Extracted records
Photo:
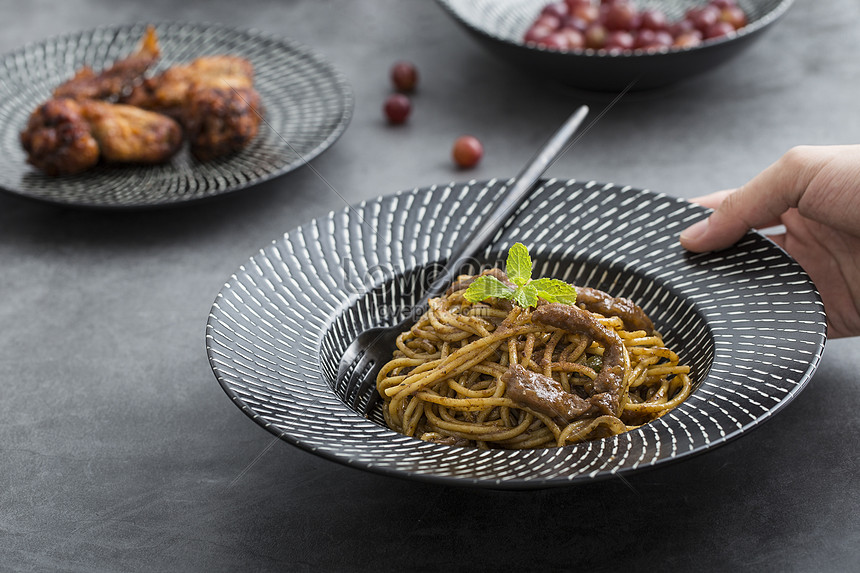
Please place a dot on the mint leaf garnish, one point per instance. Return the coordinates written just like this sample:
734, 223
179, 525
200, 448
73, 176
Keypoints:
527, 291
519, 264
525, 296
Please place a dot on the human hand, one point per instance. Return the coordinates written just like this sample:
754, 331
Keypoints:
814, 191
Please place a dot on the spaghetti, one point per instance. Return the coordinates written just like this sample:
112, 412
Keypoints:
492, 374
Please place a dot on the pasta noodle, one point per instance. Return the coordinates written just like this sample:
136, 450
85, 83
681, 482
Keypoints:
495, 375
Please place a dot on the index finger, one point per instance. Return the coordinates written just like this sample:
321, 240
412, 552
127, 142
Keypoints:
756, 204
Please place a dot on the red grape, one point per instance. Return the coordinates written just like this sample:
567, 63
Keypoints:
404, 75
618, 26
703, 17
735, 16
688, 39
467, 151
557, 9
595, 36
397, 108
719, 29
619, 40
537, 33
653, 20
621, 16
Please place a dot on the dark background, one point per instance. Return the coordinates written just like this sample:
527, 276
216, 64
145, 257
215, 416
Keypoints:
120, 452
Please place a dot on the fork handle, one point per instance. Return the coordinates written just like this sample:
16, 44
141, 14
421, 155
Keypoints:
505, 206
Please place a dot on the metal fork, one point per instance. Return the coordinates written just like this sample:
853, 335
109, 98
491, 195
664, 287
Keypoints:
374, 347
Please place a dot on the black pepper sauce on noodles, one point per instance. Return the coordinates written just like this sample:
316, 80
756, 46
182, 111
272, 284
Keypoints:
493, 374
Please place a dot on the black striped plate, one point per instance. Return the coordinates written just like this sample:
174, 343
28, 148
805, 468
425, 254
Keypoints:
307, 106
748, 320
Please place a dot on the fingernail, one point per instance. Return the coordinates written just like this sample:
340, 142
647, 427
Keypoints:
694, 231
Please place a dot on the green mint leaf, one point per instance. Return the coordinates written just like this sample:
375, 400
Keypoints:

Problem to work on:
Type the records out again in full, exactly, with each picture omitted.

Expected output:
Photo:
Please place a dot on the mint leaf garnish, one point per instance. Return the coordinates written just like this sample:
734, 223
179, 525
200, 448
73, 176
Keypoints:
527, 291
519, 264
525, 296
Please place a dot on the human hand, one point per instance. Return the coordinates written just like this sample:
754, 331
Keypoints:
814, 191
Please place a dot on the spaghetti, one point per instance. Return the coordinates written just like this sample:
112, 412
Keypoints:
492, 374
Please place a dot on the pasta noodle, one point per instance. Return the coordinates written just like this sample:
136, 450
85, 83
681, 482
Keypoints:
495, 375
Please place a dot on the index finger, one point per instance. Return the coordinates written just like this sample:
321, 240
412, 552
127, 142
Keypoints:
756, 204
Please place a dot on the red grape, one point per instance. Return the coordinates written just like this sample:
567, 63
Keypoints:
404, 75
618, 26
703, 17
735, 16
688, 39
467, 151
557, 9
595, 36
397, 108
719, 29
619, 40
537, 33
653, 20
621, 16
Please place a dot on the dark background, one point per instance. Return the coordinates written just like this sample:
527, 276
216, 64
145, 257
215, 416
Keypoints:
120, 452
Please place a dot on the fork handle, one point per instance. Return the coordinates written just like this sample:
16, 44
141, 14
421, 155
Keypoints:
505, 206
Please place a dot on the metal fork, one point per instance. Return the coordinates written just like this sample:
853, 335
109, 98
491, 195
664, 287
Keypoints:
374, 347
Please place a dot on the black pepper sauce on noodles, one point per instance. Return the coordinates written just like this sample:
316, 80
756, 46
182, 111
272, 284
Keypoints:
493, 374
Please place a dot on the black striped plate, one point per instance. Return the coordinates written just like this sample:
174, 343
28, 148
805, 468
425, 254
Keypoints:
307, 106
748, 320
Please place a dot on the fingernail, one point per instance. Return the coordinates written just like this sample:
340, 142
647, 427
Keypoints:
694, 231
Please place a dot on the green mint leaf, one point per instance. Return the coordinates written just like this sample:
375, 400
Keypoints:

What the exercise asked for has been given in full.